* start SUPPLIED RECORDS *

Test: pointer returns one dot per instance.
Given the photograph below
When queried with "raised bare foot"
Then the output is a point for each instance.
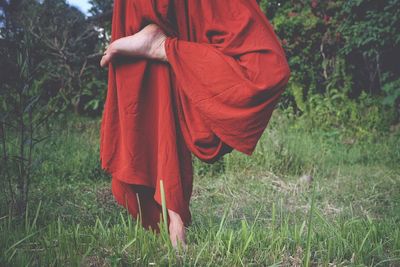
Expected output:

* end SUPPLIED RECORDS *

WHAT THE TASK ASKS: Please rewrite the lines of each listing above, changing "instance" to "occurrence" and leaving everything else as it is. Omit the pictures from your answer.

REPLY TO THE EXERCISE:
Test: pointer returns one dot per occurrence.
Given the photograph below
When queried with "raised bare foot"
Then the output is a point for each occurrence.
Expected output:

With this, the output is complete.